Records drawn from a data collection:
....................

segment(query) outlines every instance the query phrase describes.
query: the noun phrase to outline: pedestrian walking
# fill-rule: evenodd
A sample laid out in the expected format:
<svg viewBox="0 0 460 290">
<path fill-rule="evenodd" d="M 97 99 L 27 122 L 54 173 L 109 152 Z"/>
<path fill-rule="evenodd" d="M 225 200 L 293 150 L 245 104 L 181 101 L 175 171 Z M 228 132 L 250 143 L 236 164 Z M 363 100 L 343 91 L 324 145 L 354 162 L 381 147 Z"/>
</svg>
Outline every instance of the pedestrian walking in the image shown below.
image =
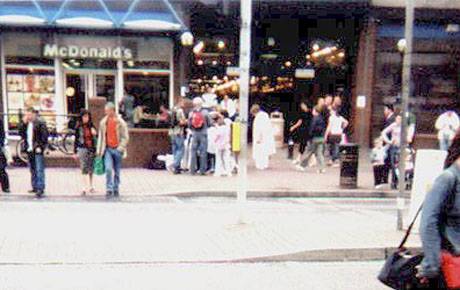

....................

# YOUR TASK:
Extract every line of the listing above verbatim, omitting the picture from your answer.

# SOLUTION TO THIS TASK:
segment(query) outlines every instance the query phrase describes.
query: the noun phrase to outline: pedestrian walking
# fill-rule: evenodd
A sample laid out in the expected format:
<svg viewBox="0 0 460 290">
<path fill-rule="evenodd" d="M 97 99 L 27 122 L 54 173 L 109 152 Z"/>
<path fill-rule="evenodd" d="M 225 200 L 293 150 L 245 104 L 181 101 L 175 171 Z M 228 132 L 250 143 L 236 164 Z M 363 100 L 343 91 L 324 145 L 354 162 L 381 147 Z"/>
</svg>
Outline every instance of the pedestrian walking in the image shown below.
image =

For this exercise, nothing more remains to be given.